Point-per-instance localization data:
----------------

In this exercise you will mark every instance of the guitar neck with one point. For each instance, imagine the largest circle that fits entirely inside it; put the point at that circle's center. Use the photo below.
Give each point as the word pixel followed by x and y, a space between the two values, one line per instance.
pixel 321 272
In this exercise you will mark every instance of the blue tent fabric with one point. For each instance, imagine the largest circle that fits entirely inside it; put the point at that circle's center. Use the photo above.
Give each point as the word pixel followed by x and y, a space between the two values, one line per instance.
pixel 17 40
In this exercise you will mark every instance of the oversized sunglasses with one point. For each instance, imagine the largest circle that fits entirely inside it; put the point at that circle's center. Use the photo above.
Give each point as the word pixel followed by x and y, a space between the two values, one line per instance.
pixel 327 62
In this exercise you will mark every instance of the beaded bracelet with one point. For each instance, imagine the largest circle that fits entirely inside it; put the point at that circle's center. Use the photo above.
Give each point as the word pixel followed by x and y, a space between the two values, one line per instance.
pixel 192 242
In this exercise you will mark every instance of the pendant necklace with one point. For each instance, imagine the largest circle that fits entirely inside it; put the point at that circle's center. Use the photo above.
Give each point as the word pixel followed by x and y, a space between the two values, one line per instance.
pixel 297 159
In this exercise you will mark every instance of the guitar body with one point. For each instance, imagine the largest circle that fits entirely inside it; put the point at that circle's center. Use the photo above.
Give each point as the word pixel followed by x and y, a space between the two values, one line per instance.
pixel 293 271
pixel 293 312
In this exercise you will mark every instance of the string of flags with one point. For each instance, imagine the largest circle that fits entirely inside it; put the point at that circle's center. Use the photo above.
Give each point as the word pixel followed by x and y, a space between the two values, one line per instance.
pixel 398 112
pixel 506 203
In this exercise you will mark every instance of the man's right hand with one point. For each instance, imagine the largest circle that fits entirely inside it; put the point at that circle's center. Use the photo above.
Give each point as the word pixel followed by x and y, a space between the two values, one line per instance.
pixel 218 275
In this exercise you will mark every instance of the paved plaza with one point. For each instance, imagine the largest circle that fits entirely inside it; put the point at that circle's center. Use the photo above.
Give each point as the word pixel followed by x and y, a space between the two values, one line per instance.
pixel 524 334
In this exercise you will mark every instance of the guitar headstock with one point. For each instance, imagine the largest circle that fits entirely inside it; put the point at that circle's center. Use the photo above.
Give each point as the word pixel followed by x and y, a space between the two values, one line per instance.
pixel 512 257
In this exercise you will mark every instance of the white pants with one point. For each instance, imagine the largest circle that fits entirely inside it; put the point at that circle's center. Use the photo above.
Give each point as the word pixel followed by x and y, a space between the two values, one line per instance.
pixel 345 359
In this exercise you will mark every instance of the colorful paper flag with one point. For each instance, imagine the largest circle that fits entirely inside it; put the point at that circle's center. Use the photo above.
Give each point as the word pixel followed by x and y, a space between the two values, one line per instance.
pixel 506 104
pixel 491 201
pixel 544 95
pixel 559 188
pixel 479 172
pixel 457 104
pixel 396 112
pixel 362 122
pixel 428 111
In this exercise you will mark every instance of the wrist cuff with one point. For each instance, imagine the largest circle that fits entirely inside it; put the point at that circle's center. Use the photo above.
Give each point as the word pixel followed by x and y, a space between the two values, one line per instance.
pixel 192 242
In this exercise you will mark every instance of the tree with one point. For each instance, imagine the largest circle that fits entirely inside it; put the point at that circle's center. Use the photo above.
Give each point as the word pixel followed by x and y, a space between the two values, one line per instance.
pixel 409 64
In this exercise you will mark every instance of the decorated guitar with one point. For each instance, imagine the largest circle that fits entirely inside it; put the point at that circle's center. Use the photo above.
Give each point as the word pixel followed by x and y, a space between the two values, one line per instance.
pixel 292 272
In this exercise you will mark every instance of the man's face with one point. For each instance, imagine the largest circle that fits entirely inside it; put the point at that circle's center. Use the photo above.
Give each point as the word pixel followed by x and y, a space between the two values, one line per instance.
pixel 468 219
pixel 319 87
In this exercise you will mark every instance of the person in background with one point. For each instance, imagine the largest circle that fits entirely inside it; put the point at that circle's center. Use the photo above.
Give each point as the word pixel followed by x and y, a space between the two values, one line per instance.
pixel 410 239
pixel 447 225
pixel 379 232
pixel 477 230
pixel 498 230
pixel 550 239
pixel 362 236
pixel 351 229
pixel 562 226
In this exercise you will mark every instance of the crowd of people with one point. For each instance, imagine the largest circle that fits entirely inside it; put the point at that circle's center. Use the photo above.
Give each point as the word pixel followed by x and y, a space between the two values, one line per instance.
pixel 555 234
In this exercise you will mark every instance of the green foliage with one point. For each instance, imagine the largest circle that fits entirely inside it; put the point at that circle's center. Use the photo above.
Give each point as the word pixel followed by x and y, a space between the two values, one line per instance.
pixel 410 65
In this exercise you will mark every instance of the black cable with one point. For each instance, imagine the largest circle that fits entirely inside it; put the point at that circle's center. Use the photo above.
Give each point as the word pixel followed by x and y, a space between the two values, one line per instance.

----------------

* Exercise description *
All the lines above must be output exactly, with none omitted.

* Answer box *
In this exercise you will mark every instance of the guitar neck with one point. For each instance, imagine the largest circle that fits entirely inside it; put the point at that circle's center. Use the photo below.
Give each point as the word pixel followed by x and y, a space between the two values, one line per instance.
pixel 321 272
In this exercise you will mark every instance of the blue tent fabric with one point. For each instance, imagine the largest circle that fits entirely inside it; put the point at that circle's center. Use the photo above.
Give each point as the word pixel followed by x and y, a space between the two values, one line per instance.
pixel 17 40
In this exercise you will mark every instance of the oversized sunglasses with one point. For each instance, imagine the largest circle that fits entirely inside it; put the point at that circle's center. Use the photo above.
Give each point as the word pixel followed by x and y, a space between the two values, one line per instance.
pixel 327 62
In this exercise you will mark every instance of the beaded bracelet with one point. For each instance, imagine the largest circle that fits entirely inside it; put the point at that circle's center. Use the photo above.
Give each point as the word pixel followed by x and y, a space between the two values, one line per instance.
pixel 192 242
In this exercise you will mark every instance of the pendant necklace with one point. For each instance, imagine the largest circle that fits entirely inside it; put the point at that circle's center. Use the photo above.
Give each point as the word pixel followed by x and y, a space between the two values, one line per instance.
pixel 297 159
In this exercise you will mark every instance of the guitar body with one point. For each instance, imagine the largest circle that fits entirely inside it; put the point at that circle's center. Use the photo above.
Give each point as the word pixel followed by x and y, a space between the two values, one line per instance.
pixel 293 271
pixel 293 312
In this exercise you will mark every instance of the string of flags with one point. For each instance, imagine the largest circle that fits entirely inside it; put the point at that circle's center. Use the photo above.
Give each point as the word pixel followed by x and y, a space between the two values, one line per instance.
pixel 398 112
pixel 506 203
In this exercise you will mark every instance of the man's right hand with one point. For each instance, imagine the largest circle that fits entirely inside it; put the point at that circle's center. Use the photo above.
Give each point as the word pixel followed by x and y, a space between the two values, one line per instance.
pixel 218 275
In this exercise you will mark every instance of the paved plaza with one point. For each instance, imagine the largest circle that fits entirely inside it; put the point at that circle's center. Use the photo above.
Give each point as the word pixel followed by x and y, a space between the two values, one line per instance.
pixel 524 334
In this exercise you will mark every instance of the guitar headstock with one point. For each instance, imagine the largest circle that fits entirely inside it; put the point at that circle's center. Use the photo above.
Give each point as the word pixel followed by x and y, a space between the two values, one line per instance.
pixel 512 257
In this exercise you will mark every instance of the white pants with one point. For each instance, imagine the largest circle that fits entirely inside it; put the point at that circle's center. Use the photo above.
Give each point as the word pixel followed by x and y, a space between the two values, one line per instance.
pixel 345 359
In this exercise you will mark every instance of the colorful paper flag with one point. For each instance, imagine the largest circle that fits entirely inside it; put the point at that circle's center. Use the photo above.
Give each point as the word pixel followed by x and y, a space between the two values, one line per instance.
pixel 506 104
pixel 491 201
pixel 544 95
pixel 559 188
pixel 479 172
pixel 457 104
pixel 396 112
pixel 362 122
pixel 428 111
In this exercise you will mark every instance of the wrist cuff with one point. For each instance, imagine the largest circle that fits entirely inside it; put the point at that circle's center. Use the photo above.
Give each point as the word pixel followed by x and y, a space between the two values, one line per instance.
pixel 192 242
In this exercise you will mark every instance of the tree with one point. For each instance, imagine the largest circle that fits entirely inside it; put the point at that circle's center. Use the photo above.
Give each point as the word pixel followed by x and y, a space between the two values, one line per instance.
pixel 409 64
In this exercise you will mark every instance of the decorated guitar with one point. For each instance, imagine the largest circle that fits entirely inside it; put the point at that circle's center. Use the photo above.
Give each point as the word pixel followed by x and y, a space between the two values, one line per instance.
pixel 292 272
In this exercise you will mark every instance of the man's face with one point. For each instance, imagine the largest circle that fits entirely inside it; put the point at that circle's center. Use the photo above.
Give each point as the word pixel followed by x and y, a space between the two values, one line per instance.
pixel 468 219
pixel 319 87
In this exercise you will mark every instance of the person in background with one point. For each instance, imagine the largest circle that fits entirely inside it; put the point at that circle's center. Use the photo above.
Give each point as the word pixel followed by x and y, a space between the two values, one line per instance.
pixel 410 239
pixel 447 225
pixel 379 232
pixel 477 230
pixel 498 230
pixel 550 239
pixel 362 236
pixel 351 229
pixel 562 226
In this exercise you will mark every instance of the crowd of people with one point. For each instance, imagine the largest circle that fits entirely inside it; put the point at that circle's center. Use the photo above.
Give each point as the word pixel followed by x and y, a space between the two values, one line per instance.
pixel 555 234
In this exercise you will mark every instance of the green foliage with one point. For each instance, imagine the largest circle that fits entirely inside it; put the point at that circle's center. Use the photo above.
Give each point as the word pixel followed by x and y, a space between the two values, one line per instance.
pixel 410 65
In this exercise you will mark every instance of the black cable with one point. For each instance, imagine the largest circle that fits entirely inside it; put the point at that circle's center. Use the photo above.
Give each point as the word pixel followed by x and y, a space between the two values, one line per instance.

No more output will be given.